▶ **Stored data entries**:
........

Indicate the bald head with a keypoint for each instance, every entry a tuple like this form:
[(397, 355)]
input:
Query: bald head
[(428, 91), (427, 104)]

........

▶ **Written exercise**: Using the listing above, retype each line exactly.

▶ **Task output**:
Indicate the bald head with a keypoint for each instance, every entry a tuple like this form:
[(397, 355)]
input:
Query: bald head
[(428, 91), (427, 104)]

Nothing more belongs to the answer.